[Excerpts from a location annotation dataset]

####

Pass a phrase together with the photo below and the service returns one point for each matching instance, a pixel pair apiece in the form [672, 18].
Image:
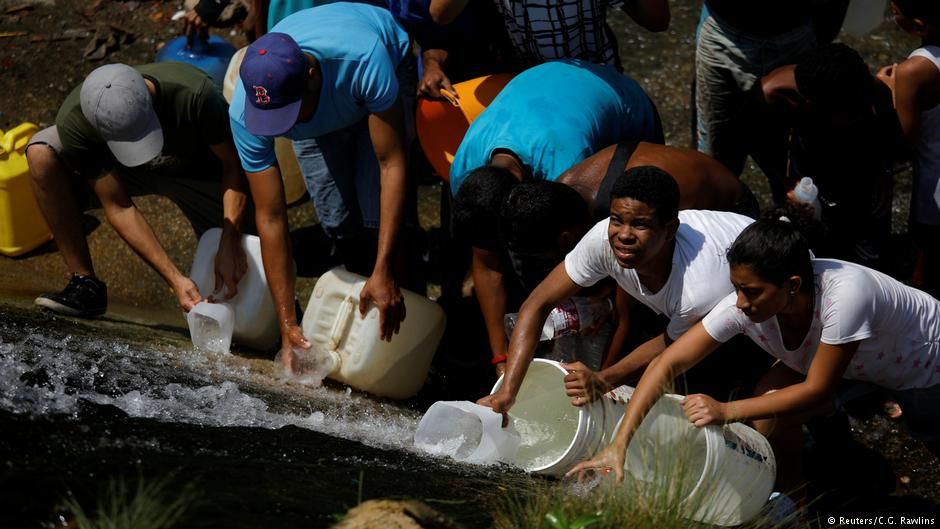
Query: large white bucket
[725, 473]
[255, 320]
[864, 16]
[395, 369]
[555, 435]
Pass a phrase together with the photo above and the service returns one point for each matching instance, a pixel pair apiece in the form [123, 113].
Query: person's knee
[44, 165]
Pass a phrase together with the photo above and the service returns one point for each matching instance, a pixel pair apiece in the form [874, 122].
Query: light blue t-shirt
[359, 47]
[555, 115]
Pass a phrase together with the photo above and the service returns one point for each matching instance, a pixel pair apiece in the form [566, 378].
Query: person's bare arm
[687, 351]
[653, 15]
[827, 368]
[131, 225]
[434, 77]
[622, 302]
[230, 262]
[557, 287]
[267, 190]
[491, 295]
[911, 80]
[386, 129]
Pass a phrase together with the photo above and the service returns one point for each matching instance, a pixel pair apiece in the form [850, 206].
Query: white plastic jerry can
[255, 319]
[395, 369]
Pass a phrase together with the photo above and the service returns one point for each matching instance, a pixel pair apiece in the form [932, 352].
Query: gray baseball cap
[116, 102]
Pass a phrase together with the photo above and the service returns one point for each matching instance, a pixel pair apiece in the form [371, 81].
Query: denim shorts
[728, 63]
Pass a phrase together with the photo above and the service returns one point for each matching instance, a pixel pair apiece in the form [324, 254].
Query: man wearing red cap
[328, 78]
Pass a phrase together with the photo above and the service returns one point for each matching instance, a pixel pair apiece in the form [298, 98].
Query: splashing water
[42, 375]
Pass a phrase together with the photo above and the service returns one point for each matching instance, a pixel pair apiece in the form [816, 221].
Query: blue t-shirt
[359, 47]
[555, 115]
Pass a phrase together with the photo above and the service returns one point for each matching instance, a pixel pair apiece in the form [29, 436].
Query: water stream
[84, 403]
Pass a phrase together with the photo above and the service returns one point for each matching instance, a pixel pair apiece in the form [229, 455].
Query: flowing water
[84, 403]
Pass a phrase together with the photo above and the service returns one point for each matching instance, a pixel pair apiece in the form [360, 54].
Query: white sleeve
[725, 321]
[681, 321]
[586, 264]
[846, 312]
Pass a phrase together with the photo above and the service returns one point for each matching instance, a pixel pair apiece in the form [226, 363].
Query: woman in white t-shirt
[824, 320]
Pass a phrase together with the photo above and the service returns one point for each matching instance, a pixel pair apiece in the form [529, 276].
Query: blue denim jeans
[341, 171]
[728, 63]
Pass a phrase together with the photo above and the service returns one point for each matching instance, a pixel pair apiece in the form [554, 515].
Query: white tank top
[925, 201]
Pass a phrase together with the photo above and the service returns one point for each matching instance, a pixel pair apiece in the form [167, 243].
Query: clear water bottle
[807, 193]
[569, 318]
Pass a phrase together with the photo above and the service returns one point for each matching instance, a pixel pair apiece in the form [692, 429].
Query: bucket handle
[341, 323]
[17, 138]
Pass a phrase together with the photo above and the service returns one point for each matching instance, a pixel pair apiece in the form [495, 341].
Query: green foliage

####

To be done. Can you put every line of the entries above into a Markdown table with the columns "No." and "Text", numbering the rows and skipping blank lines? Leave the pictures out of the table.

Exercise solution.
| No. | Text |
|---|---|
| 1 | Pass a phrase together with the photo below and the service returns one point for each matching instance, a pixel pair apiece in the form [672, 18]. |
| 2 | Image: |
| 3 | Query: large white bucket |
| 4 | [725, 473] |
| 5 | [255, 320] |
| 6 | [864, 16] |
| 7 | [395, 369] |
| 8 | [555, 435] |
| 9 | Pass a phrase together with the photo above and the service returns one point for each matching instance, a pixel pair apiece in the form [123, 113]. |
| 10 | Query: person's knee |
| 11 | [44, 165] |
| 12 | Pass a phrase together with the photo above and the service returns one point for each matching instance, a pixel pair apiece in the form [874, 122]. |
| 13 | Query: light blue t-shirt |
| 14 | [359, 47] |
| 15 | [555, 115] |
| 16 | Pass a phrase together with the photo above and the service returns one point for each matching instance, a pixel pair apiece in the form [566, 378]. |
| 17 | Query: person's bare arm |
| 18 | [687, 351] |
| 19 | [653, 15] |
| 20 | [827, 368] |
| 21 | [131, 225] |
| 22 | [434, 77] |
| 23 | [622, 302] |
| 24 | [230, 262] |
| 25 | [557, 287] |
| 26 | [267, 190] |
| 27 | [491, 295] |
| 28 | [911, 80] |
| 29 | [386, 129] |
| 30 | Pass a phrase together with the photo above and the service returns one point for each matching instance, a pixel pair apiece in the form [850, 206]. |
| 31 | Query: white plastic jerry can |
| 32 | [255, 319] |
| 33 | [395, 369] |
| 34 | Pass a phrase together with the photo above and the service returns one point for each matching instance, a pixel pair apiece in the form [932, 352]. |
| 35 | Query: gray baseball cap |
| 36 | [116, 102] |
| 37 | Pass a phrase together with the photo above and the service returns one point for each matching instance, a pixel pair apiece in the form [371, 81]. |
| 38 | Query: denim shorts |
| 39 | [728, 63] |
| 40 | Pass a phrase together with the photo above and the service returns one point for each matching instance, a pixel pair apiece in the form [324, 254]. |
| 41 | Query: man wearing red cap |
| 42 | [328, 78] |
| 43 | Pass a phrase together with the photo above and the service returns one point for each matching instance, a pixel pair apiece in the form [298, 98]. |
| 44 | Query: splashing water |
| 45 | [42, 375] |
| 46 | Pass a phrase together with the photo above and the service returns one point for each matching instance, a pixel pair apiece in the form [816, 221]. |
| 47 | Query: blue t-shirt |
| 48 | [359, 47] |
| 49 | [555, 115] |
| 50 | Pass a phrase together with the photo above and the service returns one point for each matching instance, a pixel pair apiece in the form [29, 436]. |
| 51 | Query: water stream |
| 52 | [84, 403] |
| 53 | Pass a phrase together with the photo above and the service returns one point for each matching instance, a pixel pair apiece in the form [229, 455]. |
| 54 | Query: flowing water |
| 55 | [84, 403] |
| 56 | Pass a phrase together with the photo above and the service returns one point for each matching instance, a pixel pair apiece in the form [360, 54]. |
| 57 | Query: white sleeve |
| 58 | [725, 321] |
| 59 | [681, 321] |
| 60 | [586, 264] |
| 61 | [846, 312] |
| 62 | Pass a phrase together with the photo above and the service returns one point for each matching instance, a pixel pair apiece in the form [226, 363]. |
| 63 | Query: woman in white t-shirt |
| 64 | [824, 320] |
| 65 | Pass a phrase together with the photo above and the service returns one point for each matching instance, a pixel pair apiece in the form [529, 276]. |
| 66 | Query: blue denim jeans |
| 67 | [341, 171] |
| 68 | [728, 63] |
| 69 | Pass a phrase together with the photo above and the service returns one point for each matching instance, a pixel pair apiece in the form [554, 515]. |
| 70 | Query: white tank top |
| 71 | [925, 201] |
| 72 | Pass a phrase together with the photo above and the service returns one point for each matching instance, a pixel pair apiece in the form [167, 243]. |
| 73 | Query: clear water bottle |
| 74 | [807, 193] |
| 75 | [569, 318] |
| 76 | Pass a phrase together with the photo above and the service returns one point for each matching instance, a pixel pair apiece in the form [692, 429]. |
| 77 | Query: bucket handle |
| 78 | [341, 323] |
| 79 | [17, 138] |
| 80 | Pass a phrase together with the photo above and the service returns one point for each matching instance, a pixel pair apiece in the form [495, 341]. |
| 81 | Query: green foliage |